» MATERIAL TO PROCESS
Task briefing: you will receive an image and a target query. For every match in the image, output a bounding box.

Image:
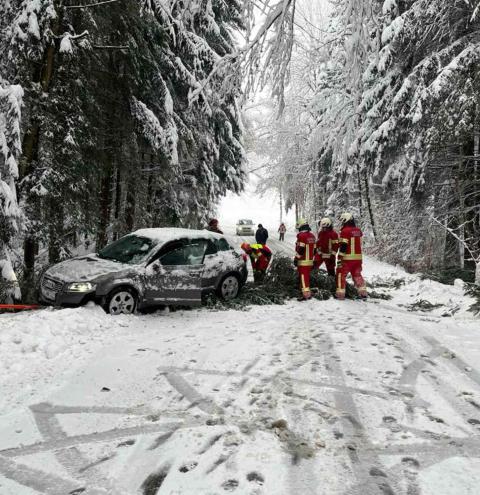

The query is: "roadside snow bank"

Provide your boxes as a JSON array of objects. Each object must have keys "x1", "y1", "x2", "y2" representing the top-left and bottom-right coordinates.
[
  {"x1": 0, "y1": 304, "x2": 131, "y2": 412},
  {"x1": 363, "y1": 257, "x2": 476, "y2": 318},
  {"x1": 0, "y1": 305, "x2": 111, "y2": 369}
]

...

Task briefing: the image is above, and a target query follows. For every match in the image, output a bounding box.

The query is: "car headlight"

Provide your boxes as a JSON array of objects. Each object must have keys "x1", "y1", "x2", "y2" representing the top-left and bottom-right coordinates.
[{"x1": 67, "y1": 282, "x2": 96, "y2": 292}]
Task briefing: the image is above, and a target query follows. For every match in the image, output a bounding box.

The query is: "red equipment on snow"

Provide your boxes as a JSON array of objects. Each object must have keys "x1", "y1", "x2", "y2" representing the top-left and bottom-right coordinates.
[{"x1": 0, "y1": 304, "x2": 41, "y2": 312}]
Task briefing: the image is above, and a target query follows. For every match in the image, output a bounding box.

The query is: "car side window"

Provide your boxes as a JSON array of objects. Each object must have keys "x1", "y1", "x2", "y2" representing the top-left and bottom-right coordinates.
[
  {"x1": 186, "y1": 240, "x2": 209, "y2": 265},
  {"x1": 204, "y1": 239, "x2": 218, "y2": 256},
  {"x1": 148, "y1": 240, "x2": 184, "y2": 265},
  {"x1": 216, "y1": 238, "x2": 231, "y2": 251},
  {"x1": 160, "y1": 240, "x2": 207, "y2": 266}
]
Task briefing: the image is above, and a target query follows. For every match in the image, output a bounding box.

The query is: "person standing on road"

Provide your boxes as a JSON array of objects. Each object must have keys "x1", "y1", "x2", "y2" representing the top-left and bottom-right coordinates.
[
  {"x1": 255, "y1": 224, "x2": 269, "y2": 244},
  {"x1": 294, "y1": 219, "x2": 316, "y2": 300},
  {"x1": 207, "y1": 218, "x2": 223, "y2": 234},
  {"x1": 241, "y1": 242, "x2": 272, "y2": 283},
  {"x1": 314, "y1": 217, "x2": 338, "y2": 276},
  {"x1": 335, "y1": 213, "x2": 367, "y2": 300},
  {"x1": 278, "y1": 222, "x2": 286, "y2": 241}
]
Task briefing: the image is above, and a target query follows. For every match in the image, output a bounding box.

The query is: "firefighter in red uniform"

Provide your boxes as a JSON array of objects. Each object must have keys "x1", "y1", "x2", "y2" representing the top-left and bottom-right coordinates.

---

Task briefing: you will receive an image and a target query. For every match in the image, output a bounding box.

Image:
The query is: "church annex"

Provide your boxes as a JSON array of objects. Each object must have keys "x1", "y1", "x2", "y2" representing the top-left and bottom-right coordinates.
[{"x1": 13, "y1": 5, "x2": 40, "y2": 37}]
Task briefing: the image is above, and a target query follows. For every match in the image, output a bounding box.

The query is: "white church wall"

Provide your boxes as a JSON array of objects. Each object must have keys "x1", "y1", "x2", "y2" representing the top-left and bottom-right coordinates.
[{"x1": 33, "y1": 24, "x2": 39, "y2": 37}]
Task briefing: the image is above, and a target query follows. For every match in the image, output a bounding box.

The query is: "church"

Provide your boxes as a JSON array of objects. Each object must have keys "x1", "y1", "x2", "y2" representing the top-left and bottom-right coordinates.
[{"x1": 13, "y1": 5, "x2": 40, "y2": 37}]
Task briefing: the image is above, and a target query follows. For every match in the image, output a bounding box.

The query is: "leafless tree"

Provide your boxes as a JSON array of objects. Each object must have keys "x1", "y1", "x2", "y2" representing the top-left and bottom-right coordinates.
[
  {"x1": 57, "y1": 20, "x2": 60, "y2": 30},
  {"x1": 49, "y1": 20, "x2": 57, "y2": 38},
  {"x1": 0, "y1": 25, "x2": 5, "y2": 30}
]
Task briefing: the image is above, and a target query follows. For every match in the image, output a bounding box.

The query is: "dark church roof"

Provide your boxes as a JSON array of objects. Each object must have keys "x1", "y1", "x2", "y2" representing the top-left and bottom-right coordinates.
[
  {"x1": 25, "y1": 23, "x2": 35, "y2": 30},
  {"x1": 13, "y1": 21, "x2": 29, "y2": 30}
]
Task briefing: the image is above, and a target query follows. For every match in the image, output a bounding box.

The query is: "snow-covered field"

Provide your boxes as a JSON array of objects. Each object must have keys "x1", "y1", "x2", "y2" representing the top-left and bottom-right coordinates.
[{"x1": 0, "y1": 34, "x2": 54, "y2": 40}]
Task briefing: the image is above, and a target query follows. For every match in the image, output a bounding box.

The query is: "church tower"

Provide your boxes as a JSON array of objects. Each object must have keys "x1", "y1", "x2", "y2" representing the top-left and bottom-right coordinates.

» TASK PROMPT
Look through the listing, and copy each line in which the string "church" turns up.

» ANSWER SECTION
The query is: "church annex"
The query is: "white church wall"
The query is: "church"
The query is: "dark church roof"
The query is: "church tower"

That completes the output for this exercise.